== EXERCISE DESCRIPTION ==
From the first line of the data below, copy each line up to the one containing "wait, is the dark", and include that line too.

::: DATA IN THIS EXERCISE :::

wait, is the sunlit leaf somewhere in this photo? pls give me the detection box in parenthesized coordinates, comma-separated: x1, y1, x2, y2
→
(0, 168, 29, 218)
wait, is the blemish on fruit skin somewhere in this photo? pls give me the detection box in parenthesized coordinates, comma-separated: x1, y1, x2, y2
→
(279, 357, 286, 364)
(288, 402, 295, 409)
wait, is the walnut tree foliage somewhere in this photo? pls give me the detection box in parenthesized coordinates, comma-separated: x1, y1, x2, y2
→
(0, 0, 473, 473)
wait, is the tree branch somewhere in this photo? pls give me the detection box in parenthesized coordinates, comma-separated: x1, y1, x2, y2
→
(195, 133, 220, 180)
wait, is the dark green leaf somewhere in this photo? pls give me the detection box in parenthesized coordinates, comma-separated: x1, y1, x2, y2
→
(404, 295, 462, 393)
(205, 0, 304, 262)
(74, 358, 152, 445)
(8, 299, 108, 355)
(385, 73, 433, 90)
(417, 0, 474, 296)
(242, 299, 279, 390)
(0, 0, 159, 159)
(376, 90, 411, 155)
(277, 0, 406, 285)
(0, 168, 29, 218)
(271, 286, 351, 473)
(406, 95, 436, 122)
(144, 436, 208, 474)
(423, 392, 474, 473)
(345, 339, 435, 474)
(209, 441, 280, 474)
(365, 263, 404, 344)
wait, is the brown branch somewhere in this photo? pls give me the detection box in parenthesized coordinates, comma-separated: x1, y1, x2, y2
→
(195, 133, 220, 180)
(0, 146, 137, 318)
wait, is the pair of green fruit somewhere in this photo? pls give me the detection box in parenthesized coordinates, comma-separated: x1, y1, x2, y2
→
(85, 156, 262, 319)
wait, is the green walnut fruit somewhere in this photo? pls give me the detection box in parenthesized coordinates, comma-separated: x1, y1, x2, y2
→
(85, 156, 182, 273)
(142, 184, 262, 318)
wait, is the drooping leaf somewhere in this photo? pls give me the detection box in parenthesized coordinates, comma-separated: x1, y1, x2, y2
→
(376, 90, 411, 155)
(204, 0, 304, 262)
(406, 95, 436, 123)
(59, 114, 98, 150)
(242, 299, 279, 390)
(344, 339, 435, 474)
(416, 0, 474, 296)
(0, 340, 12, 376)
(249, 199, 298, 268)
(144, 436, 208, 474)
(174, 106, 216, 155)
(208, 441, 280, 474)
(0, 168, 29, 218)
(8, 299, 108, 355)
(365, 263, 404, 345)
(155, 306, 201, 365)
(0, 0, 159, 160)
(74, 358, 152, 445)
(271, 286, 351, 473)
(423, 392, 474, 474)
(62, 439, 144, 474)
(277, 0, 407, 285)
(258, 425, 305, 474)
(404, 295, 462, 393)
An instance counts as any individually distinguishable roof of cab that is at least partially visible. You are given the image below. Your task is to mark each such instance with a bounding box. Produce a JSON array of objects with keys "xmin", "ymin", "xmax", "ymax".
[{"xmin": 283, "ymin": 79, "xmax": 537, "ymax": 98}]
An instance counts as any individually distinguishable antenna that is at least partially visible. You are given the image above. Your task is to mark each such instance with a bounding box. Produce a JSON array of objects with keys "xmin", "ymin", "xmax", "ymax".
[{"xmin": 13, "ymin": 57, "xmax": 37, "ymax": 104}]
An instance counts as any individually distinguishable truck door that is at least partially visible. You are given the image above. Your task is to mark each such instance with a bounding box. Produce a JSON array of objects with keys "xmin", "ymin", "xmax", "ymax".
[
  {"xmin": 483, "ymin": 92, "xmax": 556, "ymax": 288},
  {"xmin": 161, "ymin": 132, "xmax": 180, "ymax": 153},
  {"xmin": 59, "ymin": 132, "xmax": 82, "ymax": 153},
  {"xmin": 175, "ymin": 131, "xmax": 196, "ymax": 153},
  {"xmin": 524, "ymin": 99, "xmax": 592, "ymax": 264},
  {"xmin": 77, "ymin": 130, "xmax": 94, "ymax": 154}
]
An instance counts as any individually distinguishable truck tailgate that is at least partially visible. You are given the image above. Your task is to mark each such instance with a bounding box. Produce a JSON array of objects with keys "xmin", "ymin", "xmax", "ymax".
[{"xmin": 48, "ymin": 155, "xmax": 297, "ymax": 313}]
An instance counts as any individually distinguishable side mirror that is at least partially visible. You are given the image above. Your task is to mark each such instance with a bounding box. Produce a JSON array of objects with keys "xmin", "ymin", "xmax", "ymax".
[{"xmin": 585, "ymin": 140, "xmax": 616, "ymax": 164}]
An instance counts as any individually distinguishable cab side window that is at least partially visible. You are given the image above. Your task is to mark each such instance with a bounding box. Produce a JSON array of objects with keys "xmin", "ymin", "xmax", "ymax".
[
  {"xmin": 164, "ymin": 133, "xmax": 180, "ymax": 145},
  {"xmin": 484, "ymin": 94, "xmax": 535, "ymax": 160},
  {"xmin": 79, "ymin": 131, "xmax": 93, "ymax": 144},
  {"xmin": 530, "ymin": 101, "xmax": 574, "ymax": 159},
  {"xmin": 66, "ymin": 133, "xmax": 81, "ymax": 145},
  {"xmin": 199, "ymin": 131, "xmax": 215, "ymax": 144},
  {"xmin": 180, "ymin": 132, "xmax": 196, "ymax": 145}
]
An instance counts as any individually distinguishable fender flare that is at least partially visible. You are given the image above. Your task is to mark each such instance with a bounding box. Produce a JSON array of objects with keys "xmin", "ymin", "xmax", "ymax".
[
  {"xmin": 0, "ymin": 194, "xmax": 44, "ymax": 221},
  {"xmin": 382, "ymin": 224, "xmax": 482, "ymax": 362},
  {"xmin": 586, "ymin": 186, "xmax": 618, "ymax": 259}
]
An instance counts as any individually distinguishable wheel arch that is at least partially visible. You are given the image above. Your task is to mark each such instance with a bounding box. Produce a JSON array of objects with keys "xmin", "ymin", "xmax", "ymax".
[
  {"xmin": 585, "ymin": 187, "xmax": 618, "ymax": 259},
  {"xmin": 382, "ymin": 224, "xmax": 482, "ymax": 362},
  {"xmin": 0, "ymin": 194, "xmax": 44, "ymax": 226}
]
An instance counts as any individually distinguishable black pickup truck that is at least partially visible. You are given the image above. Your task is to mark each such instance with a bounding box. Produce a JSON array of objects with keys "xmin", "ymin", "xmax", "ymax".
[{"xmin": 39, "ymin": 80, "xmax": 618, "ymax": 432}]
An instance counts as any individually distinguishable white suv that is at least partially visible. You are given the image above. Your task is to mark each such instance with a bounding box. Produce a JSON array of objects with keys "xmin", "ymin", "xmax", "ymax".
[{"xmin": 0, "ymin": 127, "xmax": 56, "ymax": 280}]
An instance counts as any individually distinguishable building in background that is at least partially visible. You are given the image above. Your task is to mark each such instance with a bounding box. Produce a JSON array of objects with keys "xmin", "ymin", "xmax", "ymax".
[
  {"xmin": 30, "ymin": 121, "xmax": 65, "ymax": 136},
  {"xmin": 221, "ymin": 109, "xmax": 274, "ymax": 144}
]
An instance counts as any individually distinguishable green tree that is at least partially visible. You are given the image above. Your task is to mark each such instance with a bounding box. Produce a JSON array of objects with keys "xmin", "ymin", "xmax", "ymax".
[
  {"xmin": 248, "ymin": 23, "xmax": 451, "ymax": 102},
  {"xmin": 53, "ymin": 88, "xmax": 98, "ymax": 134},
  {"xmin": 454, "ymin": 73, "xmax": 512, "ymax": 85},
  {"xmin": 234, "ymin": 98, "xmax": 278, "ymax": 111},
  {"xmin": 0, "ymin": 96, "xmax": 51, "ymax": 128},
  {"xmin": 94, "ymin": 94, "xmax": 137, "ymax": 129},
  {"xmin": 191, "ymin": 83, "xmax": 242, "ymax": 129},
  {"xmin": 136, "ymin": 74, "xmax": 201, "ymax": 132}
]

:::

== EXERCISE SOLUTION ==
wait, is the sunlit leaf somewhere in this photo? pls give me the detection box in parenthesized coordinates, comma-separated: x1, y1, x2, y2
→
(0, 168, 29, 218)
wait, is the blemish on fruit skin somewhere in this photo? pls give me the detection box in parenthesized coordinates, comma-separated: x1, y1, x2, y2
→
(279, 357, 286, 364)
(288, 402, 295, 409)
wait, is the walnut tree foliage somewhere in this photo? pls give me the detection box in parenthesized coordinates, comma-separated: x1, y1, x2, y2
→
(0, 0, 473, 473)
wait, is the tree branch somewhere in this photo? pls give me the detection box in parenthesized coordinates, comma-separated: x1, y1, x2, y2
→
(195, 133, 220, 180)
wait, is the dark green leaf somewhere in this photo? pls give me the detection box in parenthesized coordinates, comma-separated: x1, y1, x2, y2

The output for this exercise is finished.